== GIVEN INSTRUCTION 1 ==
In the records, begin with the first line and continue through the line containing "154,261,600,396". Give those lines again with "omit" swapped for "skip" and everything else left as it is.

== EXCERPT TO READ ==
■ ■ ■ ■ ■ ■ ■

Context, I think, is the big jump that AI IVRs in particular have to get through before the AI can do the heavy lifting for a contact center.



Involved-ish on development of the traditional IVR side (sister team, but we work with them and their devs regularly), but aware of how things work on the cloud/AI side since we work with those support teams, too, though not as tightly. Our piece of the organization is basically the stop an issue has when it needs to be vetted for dev engagement through log and sometimes code review (though, none of us are fluent coders, just know enough to get through the code documentation). We then work with the dev to vet out the fix and validate behavior and such. Basically we know the VoIP side and a little of the code side, but the devs know the code side but only a small piece of the VoIP side, usually.

■ ■ ■ ■ ■ ■ ■

== GIVEN INSTRUCTION 2 ==
The passage about AI IVRs refers to several areas of the work in phrases of the form "the ___ side." List each distinct one it names.

[Excerpts from a detection dataset]
■ ■ ■ ■ ■ ■ ■

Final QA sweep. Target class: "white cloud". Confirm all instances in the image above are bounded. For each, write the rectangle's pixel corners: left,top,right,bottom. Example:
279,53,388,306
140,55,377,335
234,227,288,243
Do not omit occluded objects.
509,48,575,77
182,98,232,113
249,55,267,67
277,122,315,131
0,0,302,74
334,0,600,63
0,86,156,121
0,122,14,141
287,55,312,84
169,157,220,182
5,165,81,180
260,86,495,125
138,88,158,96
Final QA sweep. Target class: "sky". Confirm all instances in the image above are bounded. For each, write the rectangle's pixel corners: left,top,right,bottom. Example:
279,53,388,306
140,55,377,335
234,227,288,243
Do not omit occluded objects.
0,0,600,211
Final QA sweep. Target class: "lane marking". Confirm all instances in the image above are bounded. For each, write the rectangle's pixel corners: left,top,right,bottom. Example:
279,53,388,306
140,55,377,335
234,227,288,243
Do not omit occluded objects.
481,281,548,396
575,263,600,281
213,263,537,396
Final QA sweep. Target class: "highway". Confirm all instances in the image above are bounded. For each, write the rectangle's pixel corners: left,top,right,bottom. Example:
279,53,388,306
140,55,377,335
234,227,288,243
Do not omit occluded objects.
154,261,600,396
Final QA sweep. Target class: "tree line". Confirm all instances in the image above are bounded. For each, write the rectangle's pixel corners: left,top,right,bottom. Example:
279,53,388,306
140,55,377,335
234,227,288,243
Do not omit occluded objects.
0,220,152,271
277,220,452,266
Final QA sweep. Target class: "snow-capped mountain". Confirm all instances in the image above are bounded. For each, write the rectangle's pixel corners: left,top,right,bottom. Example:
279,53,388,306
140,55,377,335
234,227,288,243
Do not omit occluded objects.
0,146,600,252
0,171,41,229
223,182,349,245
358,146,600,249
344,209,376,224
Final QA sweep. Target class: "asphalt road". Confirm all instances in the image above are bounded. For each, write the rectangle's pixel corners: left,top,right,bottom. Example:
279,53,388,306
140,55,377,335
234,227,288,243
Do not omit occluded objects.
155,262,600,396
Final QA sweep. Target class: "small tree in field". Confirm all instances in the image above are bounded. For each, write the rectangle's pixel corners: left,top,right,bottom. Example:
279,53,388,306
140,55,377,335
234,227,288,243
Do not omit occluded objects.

■ ■ ■ ■ ■ ■ ■

== TASK OUTPUT 1 ==
Final QA sweep. Target class: "white cloud". Confirm all instances in the image above are bounded. For each, write the rectangle's pixel corners: left,top,right,bottom. Example:
279,53,388,306
140,55,377,335
234,227,288,243
Do not skip occluded objects.
509,48,575,77
182,98,232,113
249,55,267,67
277,122,315,131
0,0,302,74
334,0,600,63
0,86,156,121
0,122,14,141
287,55,312,84
169,157,220,182
5,165,81,180
260,86,495,125
138,88,158,96
Final QA sweep. Target class: "sky". Confirm all instances in the image above are bounded. For each, write the rectangle's pixel corners: left,top,right,bottom. Example:
279,53,388,306
140,55,377,335
234,227,288,243
Do not skip occluded objects.
0,0,600,211
Final QA sweep. Target class: "lane marking". Confirm all instances in the image above are bounded. For each, write the rectangle's pixel corners: left,top,right,bottom. Example:
279,53,388,306
140,55,377,335
234,227,288,243
Do not skip occluded objects.
481,281,548,396
575,263,600,281
213,263,537,396
Final QA sweep. Target class: "highway". Confirm all instances in the image above are bounded. For each, write the rectangle's pixel corners: left,top,right,bottom. Example:
279,53,388,306
140,55,377,335
234,227,288,243
Do not skip occluded objects.
154,261,600,396

== TASK OUTPUT 2 ==
- traditional IVR
- cloud/AI
- VoIP
- code